→ **TASK TO COMPLETE**:
Reproduce everything from the start of the items down to the line containing "671 183 L 671", replacing "query phrase" with "search phrase" and changing nothing else. Leave the pictures out.

-- -- --

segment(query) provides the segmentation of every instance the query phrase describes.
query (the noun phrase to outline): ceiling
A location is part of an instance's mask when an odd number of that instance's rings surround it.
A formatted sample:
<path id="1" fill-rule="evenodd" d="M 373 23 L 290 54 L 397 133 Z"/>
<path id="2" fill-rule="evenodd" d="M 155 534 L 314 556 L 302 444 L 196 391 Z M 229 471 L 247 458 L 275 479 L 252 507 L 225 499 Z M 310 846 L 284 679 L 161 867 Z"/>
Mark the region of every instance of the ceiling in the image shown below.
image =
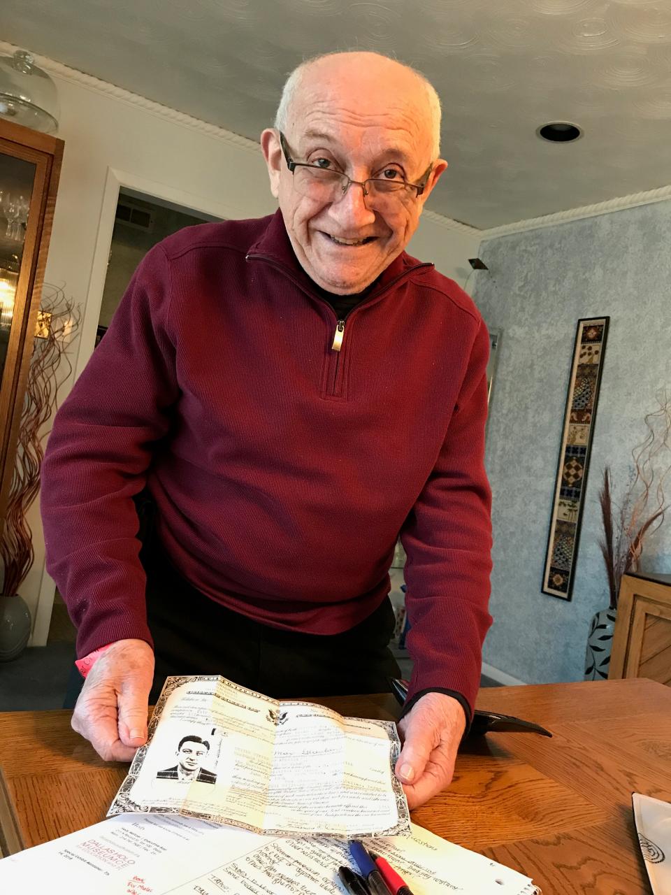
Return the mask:
<path id="1" fill-rule="evenodd" d="M 671 183 L 671 0 L 3 0 L 0 38 L 258 140 L 304 57 L 421 70 L 450 167 L 428 207 L 478 228 Z M 536 136 L 549 121 L 574 143 Z"/>

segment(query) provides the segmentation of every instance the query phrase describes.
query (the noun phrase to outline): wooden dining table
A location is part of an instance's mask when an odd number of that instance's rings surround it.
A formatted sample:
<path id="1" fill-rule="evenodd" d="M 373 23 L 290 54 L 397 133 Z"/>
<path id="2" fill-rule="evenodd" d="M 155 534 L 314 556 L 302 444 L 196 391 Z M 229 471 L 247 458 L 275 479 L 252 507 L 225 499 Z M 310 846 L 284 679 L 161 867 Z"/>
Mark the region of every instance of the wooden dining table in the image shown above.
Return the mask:
<path id="1" fill-rule="evenodd" d="M 389 694 L 313 699 L 394 719 Z M 438 836 L 531 876 L 543 895 L 651 891 L 632 793 L 671 801 L 671 688 L 645 679 L 481 689 L 478 707 L 547 728 L 464 740 L 449 788 L 412 813 Z M 96 823 L 125 776 L 69 712 L 0 713 L 4 854 Z"/>

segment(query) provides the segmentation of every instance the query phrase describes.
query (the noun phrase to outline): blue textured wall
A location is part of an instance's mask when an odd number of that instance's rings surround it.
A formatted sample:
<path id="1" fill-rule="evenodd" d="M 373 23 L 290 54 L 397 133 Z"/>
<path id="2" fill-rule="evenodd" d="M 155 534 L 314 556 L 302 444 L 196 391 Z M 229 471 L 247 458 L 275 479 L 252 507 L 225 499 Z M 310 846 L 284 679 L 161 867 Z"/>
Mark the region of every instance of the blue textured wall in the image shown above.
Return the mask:
<path id="1" fill-rule="evenodd" d="M 494 494 L 494 626 L 484 660 L 529 683 L 582 677 L 593 612 L 607 605 L 598 491 L 616 492 L 656 394 L 671 396 L 671 202 L 484 243 L 472 290 L 502 330 L 487 463 Z M 573 601 L 540 591 L 577 320 L 610 316 Z M 671 482 L 667 489 L 671 498 Z M 671 572 L 671 516 L 642 568 Z"/>

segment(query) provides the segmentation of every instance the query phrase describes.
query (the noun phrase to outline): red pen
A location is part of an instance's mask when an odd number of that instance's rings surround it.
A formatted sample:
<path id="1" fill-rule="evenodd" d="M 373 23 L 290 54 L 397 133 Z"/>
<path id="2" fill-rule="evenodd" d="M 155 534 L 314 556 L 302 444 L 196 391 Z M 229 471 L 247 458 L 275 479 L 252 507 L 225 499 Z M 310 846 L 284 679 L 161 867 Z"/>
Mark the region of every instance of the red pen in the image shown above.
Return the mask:
<path id="1" fill-rule="evenodd" d="M 370 849 L 368 850 L 368 853 L 377 864 L 378 869 L 382 874 L 382 879 L 386 883 L 392 895 L 412 895 L 410 888 L 405 884 L 405 881 L 398 875 L 388 861 L 386 861 L 384 857 L 380 857 L 379 855 L 376 855 Z"/>

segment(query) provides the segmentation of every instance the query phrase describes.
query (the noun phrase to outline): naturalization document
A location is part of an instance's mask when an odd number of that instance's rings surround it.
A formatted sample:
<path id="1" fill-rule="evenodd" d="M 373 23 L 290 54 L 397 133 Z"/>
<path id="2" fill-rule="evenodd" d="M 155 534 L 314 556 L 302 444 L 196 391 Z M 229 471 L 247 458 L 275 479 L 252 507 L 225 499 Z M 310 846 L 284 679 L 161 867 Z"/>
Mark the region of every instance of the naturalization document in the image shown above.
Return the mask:
<path id="1" fill-rule="evenodd" d="M 412 826 L 366 843 L 413 895 L 531 895 L 531 881 Z M 259 836 L 166 814 L 122 814 L 0 861 L 0 891 L 48 895 L 343 895 L 342 840 Z"/>
<path id="2" fill-rule="evenodd" d="M 168 678 L 107 816 L 185 814 L 284 836 L 409 836 L 391 721 Z"/>

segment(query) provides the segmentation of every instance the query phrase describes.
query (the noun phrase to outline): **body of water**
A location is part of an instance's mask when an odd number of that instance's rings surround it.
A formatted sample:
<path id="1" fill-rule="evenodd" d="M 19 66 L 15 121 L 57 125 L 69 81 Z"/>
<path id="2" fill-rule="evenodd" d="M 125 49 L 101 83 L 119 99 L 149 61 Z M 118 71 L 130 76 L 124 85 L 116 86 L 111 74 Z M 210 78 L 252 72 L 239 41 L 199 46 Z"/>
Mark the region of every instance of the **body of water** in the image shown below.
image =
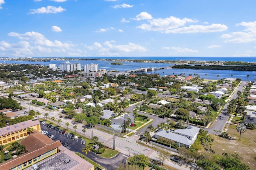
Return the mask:
<path id="1" fill-rule="evenodd" d="M 39 57 L 42 58 L 42 57 Z M 45 57 L 46 58 L 46 57 Z M 67 57 L 68 58 L 68 57 Z M 74 58 L 74 57 L 72 57 Z M 82 58 L 82 57 L 77 57 Z M 117 59 L 118 58 L 122 59 L 138 59 L 138 57 L 82 57 L 90 59 Z M 140 57 L 140 59 L 145 60 L 178 60 L 182 59 L 183 60 L 193 60 L 193 61 L 243 61 L 244 62 L 248 62 L 251 63 L 256 61 L 255 57 Z M 0 60 L 0 63 L 10 63 L 10 64 L 40 64 L 43 65 L 48 66 L 49 64 L 56 64 L 57 66 L 59 66 L 60 63 L 64 63 L 64 61 L 50 60 L 49 62 L 31 62 L 31 61 L 4 61 Z M 91 63 L 98 64 L 99 69 L 104 68 L 107 70 L 117 70 L 119 71 L 123 72 L 129 70 L 138 69 L 142 67 L 165 67 L 167 66 L 170 66 L 173 65 L 171 64 L 168 63 L 134 63 L 134 62 L 122 62 L 124 64 L 122 65 L 112 65 L 110 63 L 111 61 L 86 61 L 86 60 L 77 60 L 70 61 L 70 63 L 81 63 L 81 66 L 82 67 L 84 65 L 86 64 L 90 64 Z M 194 74 L 198 74 L 201 78 L 204 78 L 206 79 L 217 80 L 218 78 L 217 75 L 220 76 L 218 79 L 222 78 L 240 78 L 242 81 L 247 80 L 247 75 L 248 75 L 249 77 L 248 80 L 253 81 L 256 79 L 256 71 L 233 71 L 231 70 L 199 70 L 199 69 L 174 69 L 168 68 L 162 70 L 159 70 L 155 71 L 155 73 L 159 74 L 160 76 L 166 75 L 172 75 L 173 73 L 174 74 L 178 75 L 181 73 L 185 73 L 186 76 L 188 76 L 189 74 L 192 74 L 192 76 L 194 76 Z M 154 72 L 148 72 L 148 73 L 154 74 Z M 207 74 L 207 76 L 205 76 L 205 74 Z M 231 77 L 232 74 L 233 76 Z"/>

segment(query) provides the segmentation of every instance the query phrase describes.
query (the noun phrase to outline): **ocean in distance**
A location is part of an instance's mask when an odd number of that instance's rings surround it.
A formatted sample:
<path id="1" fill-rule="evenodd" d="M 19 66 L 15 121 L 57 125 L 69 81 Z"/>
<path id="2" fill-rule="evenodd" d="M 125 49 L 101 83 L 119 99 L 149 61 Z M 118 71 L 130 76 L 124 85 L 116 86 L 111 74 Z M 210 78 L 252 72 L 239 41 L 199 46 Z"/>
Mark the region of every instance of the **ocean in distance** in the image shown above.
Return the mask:
<path id="1" fill-rule="evenodd" d="M 58 58 L 56 57 L 33 57 L 33 58 Z M 62 57 L 62 58 L 63 58 Z M 143 59 L 143 60 L 191 60 L 197 61 L 240 61 L 247 62 L 249 63 L 256 62 L 256 57 L 66 57 L 67 61 L 68 61 L 69 58 L 77 58 L 77 59 L 126 59 L 127 60 L 131 59 Z M 50 60 L 49 62 L 32 62 L 32 61 L 5 61 L 0 60 L 0 63 L 10 63 L 10 64 L 40 64 L 43 65 L 48 66 L 49 64 L 56 64 L 57 66 L 59 66 L 60 63 L 64 63 L 64 61 Z M 124 64 L 122 65 L 111 65 L 110 63 L 111 61 L 95 60 L 95 61 L 86 61 L 86 60 L 76 60 L 70 61 L 70 63 L 81 63 L 81 67 L 82 66 L 87 64 L 91 63 L 98 64 L 99 68 L 106 69 L 107 70 L 117 70 L 118 71 L 124 72 L 129 70 L 138 69 L 140 67 L 142 68 L 146 67 L 165 67 L 170 66 L 173 64 L 168 63 L 134 63 L 134 62 L 122 62 Z M 242 81 L 247 81 L 247 75 L 248 75 L 249 77 L 248 80 L 253 81 L 256 79 L 256 71 L 234 71 L 232 70 L 200 70 L 200 69 L 174 69 L 168 68 L 159 70 L 154 72 L 148 72 L 148 73 L 150 74 L 159 74 L 160 76 L 166 75 L 174 74 L 178 75 L 181 73 L 185 73 L 186 76 L 188 76 L 189 74 L 192 74 L 194 76 L 194 74 L 198 74 L 200 77 L 209 80 L 217 80 L 222 78 L 240 78 Z M 205 75 L 207 74 L 206 76 Z M 218 78 L 217 75 L 220 76 Z M 231 75 L 233 76 L 231 77 Z"/>

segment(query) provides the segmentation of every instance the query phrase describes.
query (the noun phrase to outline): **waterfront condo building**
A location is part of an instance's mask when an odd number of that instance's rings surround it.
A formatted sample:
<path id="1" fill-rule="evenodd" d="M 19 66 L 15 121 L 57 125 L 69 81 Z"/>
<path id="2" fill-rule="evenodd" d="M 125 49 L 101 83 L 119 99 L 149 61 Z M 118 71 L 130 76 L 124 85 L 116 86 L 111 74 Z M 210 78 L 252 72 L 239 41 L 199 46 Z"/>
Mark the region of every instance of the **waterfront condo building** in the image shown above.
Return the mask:
<path id="1" fill-rule="evenodd" d="M 60 63 L 60 69 L 62 71 L 74 71 L 81 70 L 81 63 L 71 63 L 66 61 L 64 63 Z"/>
<path id="2" fill-rule="evenodd" d="M 94 72 L 98 71 L 98 64 L 85 64 L 84 66 L 84 69 L 85 73 L 90 72 Z"/>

-- -- --

→ **RESPONSE TO THIS TASK**:
segment(query) provides the segmentation of every instance the search phrase describes.
query (the noun phrase to outline): ceiling
A location is part of an instance's mask when an odd number of that instance's rings surround it.
A formatted sample:
<path id="1" fill-rule="evenodd" d="M 373 23 L 290 54 L 397 133 Z"/>
<path id="2" fill-rule="evenodd" d="M 155 534 L 314 556 L 302 444 L 196 391 Z M 229 471 L 247 458 L 275 479 L 252 507 L 225 499 Z M 310 846 L 284 679 L 161 867 Z"/>
Mark the region of every instance of the ceiling in the image shown below.
image =
Return the mask:
<path id="1" fill-rule="evenodd" d="M 671 183 L 671 0 L 3 0 L 0 38 L 258 140 L 304 57 L 421 70 L 450 167 L 428 207 L 478 228 Z M 536 136 L 549 121 L 574 143 Z"/>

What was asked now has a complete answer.